Start of Block
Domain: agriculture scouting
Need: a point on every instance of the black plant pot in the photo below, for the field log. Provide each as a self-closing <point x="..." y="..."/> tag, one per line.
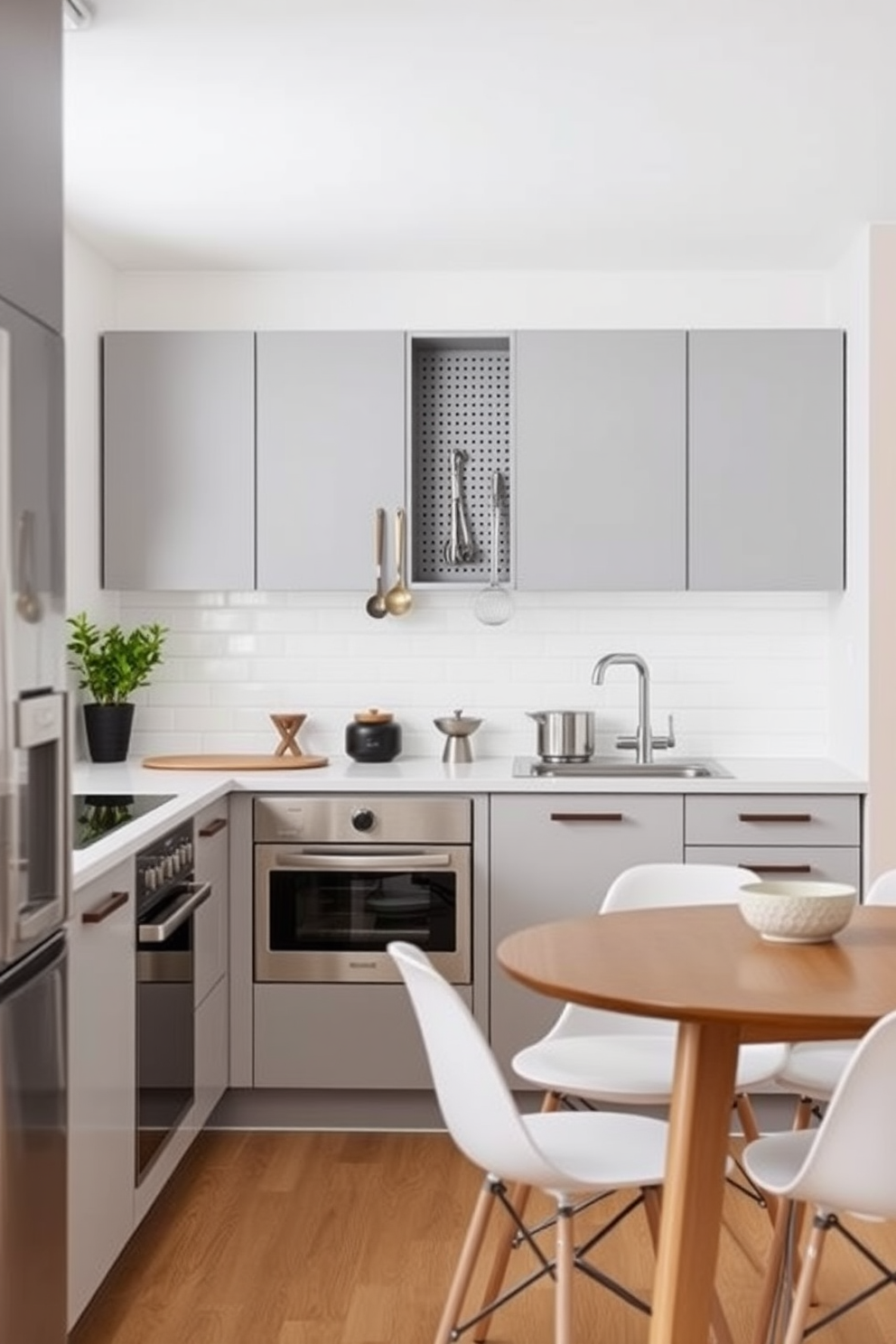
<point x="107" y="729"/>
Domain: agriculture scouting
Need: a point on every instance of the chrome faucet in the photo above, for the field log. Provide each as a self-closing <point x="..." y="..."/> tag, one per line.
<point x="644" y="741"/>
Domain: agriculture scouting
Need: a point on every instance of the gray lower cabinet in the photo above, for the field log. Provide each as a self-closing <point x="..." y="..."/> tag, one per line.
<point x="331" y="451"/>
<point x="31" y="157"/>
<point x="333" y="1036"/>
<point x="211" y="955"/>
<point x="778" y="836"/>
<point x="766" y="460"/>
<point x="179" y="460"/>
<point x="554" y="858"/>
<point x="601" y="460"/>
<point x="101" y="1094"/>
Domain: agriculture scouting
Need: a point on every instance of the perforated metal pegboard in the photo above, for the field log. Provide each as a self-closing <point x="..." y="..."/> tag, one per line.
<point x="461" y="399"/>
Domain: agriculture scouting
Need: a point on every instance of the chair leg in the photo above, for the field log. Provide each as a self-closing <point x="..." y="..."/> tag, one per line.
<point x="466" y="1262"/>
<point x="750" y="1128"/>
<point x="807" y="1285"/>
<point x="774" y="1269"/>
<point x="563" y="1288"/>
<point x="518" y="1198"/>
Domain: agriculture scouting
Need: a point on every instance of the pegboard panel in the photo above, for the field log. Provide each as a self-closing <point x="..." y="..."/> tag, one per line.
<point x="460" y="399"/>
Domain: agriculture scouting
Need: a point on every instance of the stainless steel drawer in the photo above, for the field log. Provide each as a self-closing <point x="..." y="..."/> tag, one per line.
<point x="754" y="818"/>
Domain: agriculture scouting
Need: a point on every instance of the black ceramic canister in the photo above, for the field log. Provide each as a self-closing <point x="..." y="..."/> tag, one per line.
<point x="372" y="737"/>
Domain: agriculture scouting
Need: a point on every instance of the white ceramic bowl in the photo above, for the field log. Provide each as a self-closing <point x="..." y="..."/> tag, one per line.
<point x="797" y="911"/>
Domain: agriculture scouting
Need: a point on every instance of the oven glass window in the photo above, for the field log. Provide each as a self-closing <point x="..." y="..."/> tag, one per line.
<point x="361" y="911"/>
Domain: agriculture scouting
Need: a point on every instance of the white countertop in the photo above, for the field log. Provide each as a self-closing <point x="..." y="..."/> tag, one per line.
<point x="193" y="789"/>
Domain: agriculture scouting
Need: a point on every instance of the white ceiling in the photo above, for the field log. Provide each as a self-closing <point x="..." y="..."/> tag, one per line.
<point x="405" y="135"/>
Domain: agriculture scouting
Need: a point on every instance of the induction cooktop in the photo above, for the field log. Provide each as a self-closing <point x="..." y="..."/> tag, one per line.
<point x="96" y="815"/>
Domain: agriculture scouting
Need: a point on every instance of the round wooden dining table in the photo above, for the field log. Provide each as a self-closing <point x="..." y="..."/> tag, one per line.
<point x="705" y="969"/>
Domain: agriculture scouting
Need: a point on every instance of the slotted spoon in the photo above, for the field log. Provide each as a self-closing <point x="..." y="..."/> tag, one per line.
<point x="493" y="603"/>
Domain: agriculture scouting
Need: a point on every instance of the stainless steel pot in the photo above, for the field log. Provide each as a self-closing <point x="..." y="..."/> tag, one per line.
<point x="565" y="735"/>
End of Block
TASK PROMPT => Where a picture appears in the listing above, skip it and set down all the rest exactly.

FINISHED TASK =>
Domain: agriculture scouting
Need: a point on every instance of the black plant pot in the photo below, for the field log. Provide each as a self-closing <point x="..." y="..."/> tag, one per line.
<point x="107" y="729"/>
Domain: agriculture scouting
Need: a point on every instance of the chrome faucet in the photo above, for the field log. Provide each as a self-closing <point x="..." y="..."/> tag, one per line.
<point x="644" y="741"/>
Domain: agriculture scouting
Need: a point on every instance of the gray lower cabinet in the photo above, for the field log. Provide each as a self-closing <point x="..." y="..."/> tag, one per line.
<point x="331" y="451"/>
<point x="31" y="157"/>
<point x="333" y="1036"/>
<point x="211" y="955"/>
<point x="778" y="836"/>
<point x="766" y="460"/>
<point x="179" y="460"/>
<point x="554" y="858"/>
<point x="601" y="460"/>
<point x="101" y="1094"/>
Domain: agriculture scouting
Need: a point on every instance of the perforated metal pegboard in the photo above, for the field log. Provide each as a self-closing <point x="..." y="..."/> tag, one per line.
<point x="461" y="399"/>
Domain: agriculture scouting
Need: a point on every instance of the chair leg in the photo above, for the field log. Provide each as a self-closing <point x="..." y="..."/> tag, one per line.
<point x="466" y="1262"/>
<point x="750" y="1128"/>
<point x="807" y="1285"/>
<point x="774" y="1269"/>
<point x="563" y="1288"/>
<point x="518" y="1198"/>
Domain: agriculture scouting
Need: a point on every instance of the pegboard panel in the photo above, for the field log. Provide each as a self-closing <point x="..." y="..."/> tag, one per line.
<point x="460" y="399"/>
Domain: agriculture scouting
Need: a point on every instance of the stainless steel drawer in the photo above, for the field log. Provide each as a self-closing <point x="..." y="..."/> tag, one per line.
<point x="754" y="818"/>
Domain: agriculture scouting
Need: a point on every instance of the black ceramic canister in the photo above, for the field log. Provide each as a self-closing <point x="..." y="..."/> tag, one per line.
<point x="372" y="737"/>
Domain: agriculture scouting
Need: a point on every instance of the white ceramic bowl in the photo above, for the field log. Provide each as a self-closing <point x="..." y="..."/> tag, one per line.
<point x="797" y="911"/>
Domain: agriculture scouting
Need: a point on every instance of the oven glass window in the photo above, for the field log. Provide each as a self-closing <point x="..." y="..."/> tag, one per line.
<point x="361" y="911"/>
Domain: agriculture scouting
Need: a point on every instance of the white countertop in the photo above, for the field log. Provide each as a self-closing <point x="..." y="..."/> tag, one per line.
<point x="193" y="789"/>
Domain: agriculture scouting
Need: a point on every instance of the white ceiling in the photo above, for the field log. Provide each as a self-closing <point x="..." y="..."/> tag, one per line.
<point x="405" y="135"/>
Domain: agriculture scouting
Need: a point on every instance of the induction cooktop in the photo above, for the field log. Provide each as a self-closing <point x="..." y="..."/> tag, one per line.
<point x="96" y="815"/>
Domain: agriculture scouting
Need: a point on every instance of the round wooden dining table in the photo above, for the field log. Provide each as a self-closing <point x="..." y="..."/> tag, one per line.
<point x="705" y="969"/>
Domain: agriculture scouting
Need: a point on every instance of the slotted spoon in the photo above, for the field log. Provide each as a self-closing <point x="..." y="..."/> tag, one per line.
<point x="493" y="603"/>
Domain: agriculture scouting
Need: a point on every instance of the stainless steel pot in the photo above, for the field log. Provide each as a self-closing <point x="..." y="..."/> tag, one per line.
<point x="565" y="735"/>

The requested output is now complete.